(AUSGEWÄHLTER TEXTAUSZUG)
-------
Beide Frauen vertreten ihre Überzeugung von geschlechtergerechter Sprache auch im privaten Umfeld. „Ich will natürlich nicht als Emanze rüberkommen, aber so sprachlich-sexistische Sprüche wie ‚Frau am Steuer‘ gehen einfach gar nicht für mich. Das lasse ich dann nicht unkommentiert stehen“, so Annemarie Schön. Anja Pudelko ergänzt: „Ich glaube, wir unterschätzen, wie viele Blockaden unterbewusst noch da sind, wie viele Menschen sich nichts dabei denken und dann sagen ‚Das habe ich doch gar nicht so gemeint‘. Der Feminismus hat natürlich seine Glanzzeit schon hinter sich, heute wird einem das ja eher negativ angekreidet, wenn man sich da engagiert. Dabei müssten wir heute unbedingt noch einen Schritt weitergehen.“ Annemarie Schön sieht das ähnlich. „Wir sind seit Kindheitstagen in bestimmte Rollenbilder geprägt worden. Unbewusst formuliere ich auch manchmal Sätze, die ich gar nicht möchte.“ Ein weiterer Traum für die Zukunft: „Warum nicht auch geschlechterneutrale Sprache im Bildungssystem verankern und es so den Kindern von Anfang an beibringen?“, meint Anja Pudelko.
-------
(BEREITGESTELLTE DATEN)
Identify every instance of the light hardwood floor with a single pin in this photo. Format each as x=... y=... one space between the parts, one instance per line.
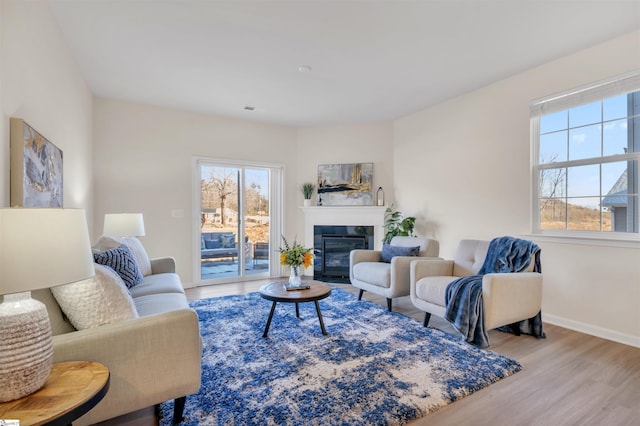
-------
(SCHRIFTLICHE ANFRAGE) Welchen Spruch lässt Annemarie Schön laut dem Textauszug über geschlechtergerechte Sprache nicht unkommentiert stehen?

(ENDGÜLTIGE ANTWORT) Den Spruch „Frau am Steuer“.